-- start of PROVIDED PASSAGE --
Addressing buffer private reference count scalability issue

From: Alexandre Felipe <o(dot)alexandre(dot)felipe(at)gmail(dot)com>
To: PostgreSQL Hackers <pgsql-hackers(at)lists(dot)postgresql(dot)org>, Andres Freund <andres(at)anarazel(dot)de>
Subject: Addressing buffer private reference count scalability issue
Date: 2026-03-08 16:09:07
Message-ID: CAE8JnxNTETEUiAOF31=_yo=pvyAi9npOeJfcTvEJJbi4vomtYA@mail.gmail.com
Views: Whole Thread | Raw Message | Download mbox | Resend email
Thread:
Lists: pgsql-hackers

Hi Hackers,

This patch addresses a performance issue pointed out by Andres Freund,

1.

Benchmark buffer pinning: You know benchmark code, implemented a few
functions that can be use in postgres queries, and a python script that
runs them and produces CSV files and SVG plots for the current build.
2.

Refactoring reference counting: Before starting to change code and
potentially breaking things I considered prudent to isolate it to limit the
damage. This code was part of a 8k+ LOC file.
3.

Using simplehash: Simply replacing the HTAB for a simplehash, and adding
a new set of macros SH_ENTRY_EMPTY, SH_MAKE_EMPTY, SH_MAKE_IN_USE. To allow
using the InvalidBuffer special value instead of allocating extra space for
a validity flag. Here I assume that the buffer buffer sequence is
independent enough from the array size, so I use the buffer as the hash key
directly, omitting a hash function call.
4.

Compact PrivateRefCountEntry: The original implementation used a 4-byte
key and 8-byte value. Reference count uses 32 bits, and it is unreasonable
to expect one backend to pin the same buffer 1 billion times. The lock mode
uses 32 bits but can only assume 4 values. So I packed them in one single
uint32, giving 30 bits for count and 2 bits for lock mode. This makes the
entries 8-byte long, on 64-bit CPUs this represents more than a 1/3
reduction in memory. This makes the array aligned with the 64-bit words,
copying one entry can be completed in one instruction, and every entry will
be aligned.
5.

REFCOUNT_ARRAY_ENTRIES=0: since the simplehash is basically some array
lookup, it is worth trying to remove it completely and keep only the hash.
For small values we would be trading a few branches for a buffer % SIZE,
for the use case of prefetch where pin/unpin in a FIFO fashion, it will
save an 8-entry array lookup, and some extra data moves.

In addition to the patch I am including

- A bash script to apply and benchmark the patches sequentially. You might
have to adjust REPO_ROOT, in my case it gets it relative to the script
path, that is under $REPO_ROOT/.patches/pins/.
-- end of PROVIDED PASSAGE --
> _YOUR TASKS_:
**A)** In the patch message, how many bits of the packed uint32 are given to the reference count?
**B)** Condense the paragraph of the patch message that begins "Compact PrivateRefCountEntry: The original implementation" into a short bulleted list that keeps its main facts.
**C)** From the patch message, reproduce the passage that begins at the words "Refactoring reference counting: Before" and stops after "8k+ LOC file.".
-- start of DATASET --
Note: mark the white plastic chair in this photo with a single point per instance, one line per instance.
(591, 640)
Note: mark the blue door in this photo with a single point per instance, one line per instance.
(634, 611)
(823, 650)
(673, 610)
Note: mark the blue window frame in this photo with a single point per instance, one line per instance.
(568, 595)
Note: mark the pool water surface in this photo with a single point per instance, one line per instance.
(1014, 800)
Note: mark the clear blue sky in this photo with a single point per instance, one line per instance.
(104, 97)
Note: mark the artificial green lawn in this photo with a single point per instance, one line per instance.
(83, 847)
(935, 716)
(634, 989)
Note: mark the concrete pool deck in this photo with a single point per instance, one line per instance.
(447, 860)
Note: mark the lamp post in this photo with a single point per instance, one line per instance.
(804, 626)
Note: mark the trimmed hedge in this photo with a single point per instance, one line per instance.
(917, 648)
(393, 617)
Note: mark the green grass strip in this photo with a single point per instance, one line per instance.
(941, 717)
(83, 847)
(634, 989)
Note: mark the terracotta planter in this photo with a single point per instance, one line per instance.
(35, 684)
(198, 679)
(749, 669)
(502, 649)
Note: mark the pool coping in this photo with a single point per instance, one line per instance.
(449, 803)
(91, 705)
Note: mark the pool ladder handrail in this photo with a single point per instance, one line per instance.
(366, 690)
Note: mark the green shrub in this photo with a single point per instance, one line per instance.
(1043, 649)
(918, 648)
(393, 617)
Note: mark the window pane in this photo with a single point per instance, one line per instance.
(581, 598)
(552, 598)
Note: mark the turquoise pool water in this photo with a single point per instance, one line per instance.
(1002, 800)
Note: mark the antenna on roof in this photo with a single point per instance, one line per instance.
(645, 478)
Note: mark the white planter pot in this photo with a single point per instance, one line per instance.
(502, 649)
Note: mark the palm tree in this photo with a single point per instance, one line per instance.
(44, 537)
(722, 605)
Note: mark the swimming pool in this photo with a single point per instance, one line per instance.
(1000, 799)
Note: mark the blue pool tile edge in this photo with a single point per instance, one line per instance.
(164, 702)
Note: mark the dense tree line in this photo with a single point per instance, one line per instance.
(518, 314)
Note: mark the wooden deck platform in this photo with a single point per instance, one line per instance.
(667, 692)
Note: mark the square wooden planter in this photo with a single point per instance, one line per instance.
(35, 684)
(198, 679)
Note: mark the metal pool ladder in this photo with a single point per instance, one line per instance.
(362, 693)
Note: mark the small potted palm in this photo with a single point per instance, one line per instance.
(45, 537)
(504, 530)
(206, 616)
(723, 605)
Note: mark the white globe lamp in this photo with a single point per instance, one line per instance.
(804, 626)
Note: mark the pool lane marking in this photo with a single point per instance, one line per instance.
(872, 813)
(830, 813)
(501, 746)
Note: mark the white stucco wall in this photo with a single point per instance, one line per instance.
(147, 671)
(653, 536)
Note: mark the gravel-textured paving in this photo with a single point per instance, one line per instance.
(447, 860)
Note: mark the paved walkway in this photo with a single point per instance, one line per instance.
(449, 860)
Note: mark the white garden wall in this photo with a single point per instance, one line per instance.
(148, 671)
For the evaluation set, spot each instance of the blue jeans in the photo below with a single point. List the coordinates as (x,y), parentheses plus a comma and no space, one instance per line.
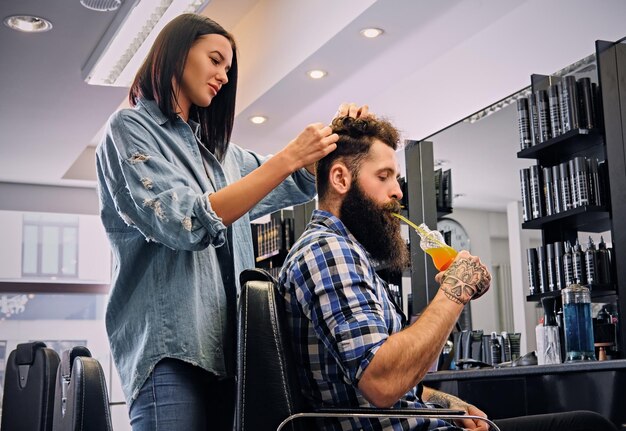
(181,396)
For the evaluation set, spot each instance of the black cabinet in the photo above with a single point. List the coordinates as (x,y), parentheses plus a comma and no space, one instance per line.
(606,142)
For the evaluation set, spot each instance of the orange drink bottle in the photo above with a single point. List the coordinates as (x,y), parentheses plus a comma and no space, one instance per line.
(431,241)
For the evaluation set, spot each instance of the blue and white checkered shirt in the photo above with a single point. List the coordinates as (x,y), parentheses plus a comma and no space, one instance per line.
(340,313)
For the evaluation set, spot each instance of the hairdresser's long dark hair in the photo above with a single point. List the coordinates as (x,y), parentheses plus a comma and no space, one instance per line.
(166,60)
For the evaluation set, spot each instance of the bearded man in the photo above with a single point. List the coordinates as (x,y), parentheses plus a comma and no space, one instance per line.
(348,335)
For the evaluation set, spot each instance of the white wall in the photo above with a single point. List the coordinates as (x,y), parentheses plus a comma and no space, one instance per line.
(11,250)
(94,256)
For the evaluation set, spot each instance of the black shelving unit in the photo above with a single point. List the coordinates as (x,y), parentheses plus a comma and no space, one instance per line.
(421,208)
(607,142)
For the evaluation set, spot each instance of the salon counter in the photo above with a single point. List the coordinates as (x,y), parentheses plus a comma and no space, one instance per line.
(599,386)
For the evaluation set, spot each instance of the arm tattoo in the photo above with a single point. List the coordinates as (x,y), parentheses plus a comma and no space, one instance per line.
-- end of DATASET --
> _COMPLETED EXERCISE_:
**A)** 30 bits.

**B)**
- The original entry used a 4-byte key and an 8-byte value.
- The 32-bit reference count and the 32-bit lock mode, which can take only 4 values, are packed into one uint32: 30 bits for the count and 2 bits for the lock mode.
- Each entry becomes 8 bytes long, which is more than a 1/3 memory reduction on 64-bit CPUs.
- The array aligns with 64-bit words. One entry can be copied in a single instruction, and every entry is aligned.

**C)**
Refactoring reference counting: Before starting to change code and
potentially breaking things I considered prudent to isolate it to limit the
damage. This code was part of a 8k+ LOC file.